[Task to carry out]:
When copying the entries below, leave out every picture and keep the rest exact.

Point-per-instance localization data:
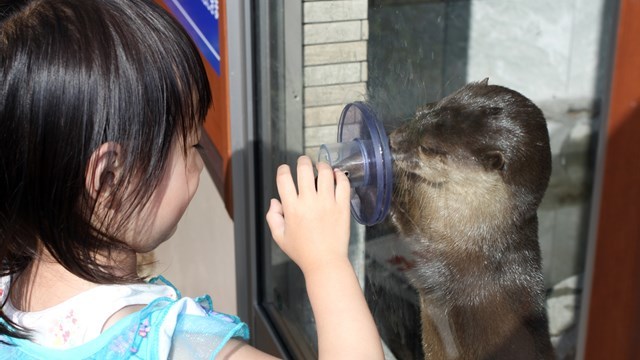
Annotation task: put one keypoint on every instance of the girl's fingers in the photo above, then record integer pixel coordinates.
(326, 180)
(275, 220)
(306, 178)
(284, 182)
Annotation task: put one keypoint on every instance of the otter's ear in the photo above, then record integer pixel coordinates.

[Answer for the task]:
Annotation task: put one keypoint on every instance of the girl's fingers in the photo above, then record integer pixel coordinates.
(326, 180)
(275, 220)
(306, 178)
(284, 182)
Annotation task: put one keypoint on every instance of the otter's ear in the photo above, then record integer pixel coordinates.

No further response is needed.